Data provided:
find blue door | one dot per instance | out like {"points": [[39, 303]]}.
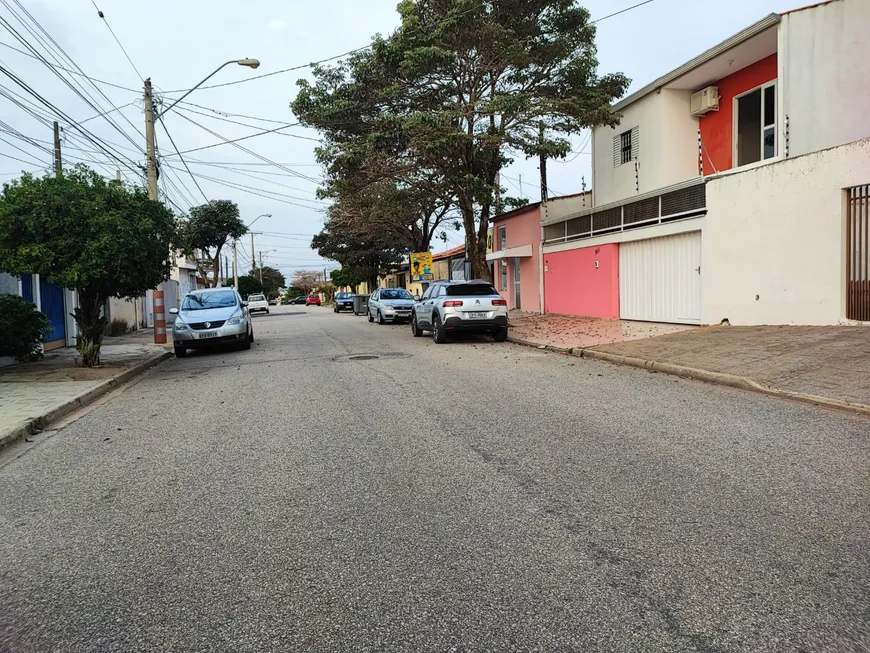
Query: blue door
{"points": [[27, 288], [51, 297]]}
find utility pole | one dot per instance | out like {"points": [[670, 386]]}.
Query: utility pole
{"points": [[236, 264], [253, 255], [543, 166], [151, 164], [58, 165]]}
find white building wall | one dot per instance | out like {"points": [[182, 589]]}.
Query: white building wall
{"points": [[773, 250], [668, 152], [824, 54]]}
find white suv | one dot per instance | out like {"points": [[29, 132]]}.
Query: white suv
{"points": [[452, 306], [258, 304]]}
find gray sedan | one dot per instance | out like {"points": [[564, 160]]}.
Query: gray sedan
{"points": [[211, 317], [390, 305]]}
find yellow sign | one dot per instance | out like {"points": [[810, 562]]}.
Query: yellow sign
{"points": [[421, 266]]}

--

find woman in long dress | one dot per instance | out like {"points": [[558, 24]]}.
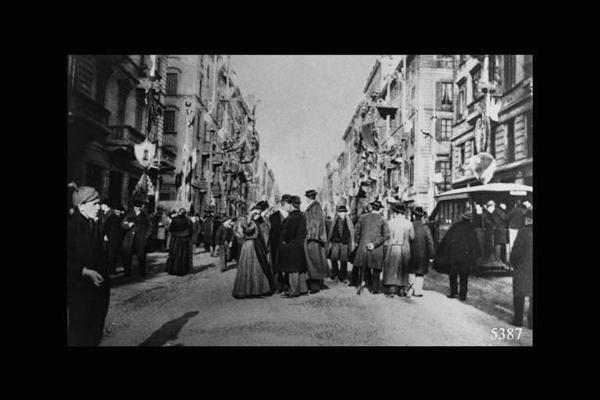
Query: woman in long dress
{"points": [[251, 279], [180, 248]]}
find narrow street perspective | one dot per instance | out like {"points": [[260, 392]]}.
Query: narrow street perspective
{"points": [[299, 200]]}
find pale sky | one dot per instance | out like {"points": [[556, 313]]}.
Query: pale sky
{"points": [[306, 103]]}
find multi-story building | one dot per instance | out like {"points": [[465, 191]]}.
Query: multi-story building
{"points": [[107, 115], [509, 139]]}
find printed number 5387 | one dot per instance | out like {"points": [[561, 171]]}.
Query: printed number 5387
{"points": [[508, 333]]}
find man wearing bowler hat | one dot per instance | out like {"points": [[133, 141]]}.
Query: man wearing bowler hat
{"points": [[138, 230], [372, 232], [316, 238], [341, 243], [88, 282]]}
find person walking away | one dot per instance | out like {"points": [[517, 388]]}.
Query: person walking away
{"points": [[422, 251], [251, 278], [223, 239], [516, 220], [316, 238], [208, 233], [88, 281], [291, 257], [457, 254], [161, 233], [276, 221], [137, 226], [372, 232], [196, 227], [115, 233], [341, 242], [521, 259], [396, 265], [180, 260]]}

---

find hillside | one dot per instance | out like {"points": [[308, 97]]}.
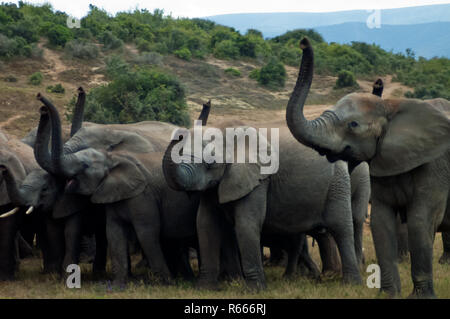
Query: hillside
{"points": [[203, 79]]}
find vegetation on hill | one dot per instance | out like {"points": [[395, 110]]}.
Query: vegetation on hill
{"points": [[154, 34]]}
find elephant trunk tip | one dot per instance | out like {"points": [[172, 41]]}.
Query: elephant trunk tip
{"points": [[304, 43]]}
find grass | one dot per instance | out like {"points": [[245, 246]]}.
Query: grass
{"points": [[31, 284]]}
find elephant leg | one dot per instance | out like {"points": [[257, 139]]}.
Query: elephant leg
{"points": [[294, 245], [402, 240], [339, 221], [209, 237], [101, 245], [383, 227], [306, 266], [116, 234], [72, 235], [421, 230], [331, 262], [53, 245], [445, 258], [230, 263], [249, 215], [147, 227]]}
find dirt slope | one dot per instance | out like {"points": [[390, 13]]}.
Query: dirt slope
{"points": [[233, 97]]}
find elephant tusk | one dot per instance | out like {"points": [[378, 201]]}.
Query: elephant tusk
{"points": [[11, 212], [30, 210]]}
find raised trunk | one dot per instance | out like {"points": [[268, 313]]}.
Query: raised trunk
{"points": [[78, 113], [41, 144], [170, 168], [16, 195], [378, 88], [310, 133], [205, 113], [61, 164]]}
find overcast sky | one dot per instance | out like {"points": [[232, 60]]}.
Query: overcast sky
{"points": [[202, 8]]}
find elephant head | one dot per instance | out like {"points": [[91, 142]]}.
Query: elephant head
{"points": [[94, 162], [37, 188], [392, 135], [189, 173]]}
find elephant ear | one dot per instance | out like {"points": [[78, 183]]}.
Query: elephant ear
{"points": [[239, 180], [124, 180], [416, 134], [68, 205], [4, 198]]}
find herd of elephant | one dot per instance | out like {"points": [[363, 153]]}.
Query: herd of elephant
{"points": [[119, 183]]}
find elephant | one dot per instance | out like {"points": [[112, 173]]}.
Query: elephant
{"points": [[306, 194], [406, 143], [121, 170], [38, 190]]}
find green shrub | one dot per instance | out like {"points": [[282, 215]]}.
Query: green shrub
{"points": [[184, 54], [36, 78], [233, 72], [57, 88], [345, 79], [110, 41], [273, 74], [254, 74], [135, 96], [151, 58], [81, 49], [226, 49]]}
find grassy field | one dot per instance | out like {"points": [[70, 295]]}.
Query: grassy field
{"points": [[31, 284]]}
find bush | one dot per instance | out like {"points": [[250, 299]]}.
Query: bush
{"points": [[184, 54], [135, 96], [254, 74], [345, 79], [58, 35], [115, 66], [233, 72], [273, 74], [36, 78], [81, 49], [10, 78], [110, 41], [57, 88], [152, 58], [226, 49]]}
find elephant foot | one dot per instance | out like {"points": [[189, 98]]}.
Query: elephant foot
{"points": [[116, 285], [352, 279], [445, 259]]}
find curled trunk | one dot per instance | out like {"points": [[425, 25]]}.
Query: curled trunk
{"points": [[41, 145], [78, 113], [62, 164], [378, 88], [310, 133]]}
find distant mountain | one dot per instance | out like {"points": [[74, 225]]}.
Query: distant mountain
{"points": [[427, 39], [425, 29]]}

Work task: Output only an exact transcription of the lines above from the one with "Query: utility pole" up to and including the one with "find yellow sign".

Solution to this problem:
Query: utility pole
{"points": [[236, 264], [253, 255], [543, 166], [151, 164], [58, 165]]}
find white building wall | one dot per instance | out like {"points": [[182, 589]]}.
Query: white building wall
{"points": [[773, 250], [668, 152], [824, 54]]}
find white suv | one dot per instance | out like {"points": [[29, 132]]}.
Query: white suv
{"points": [[452, 306], [258, 304]]}
find gray sedan | one dot per instance | out like {"points": [[564, 160]]}.
Query: gray sedan
{"points": [[211, 317], [390, 305]]}
find yellow sign | one dot per instance | out like {"points": [[810, 562]]}.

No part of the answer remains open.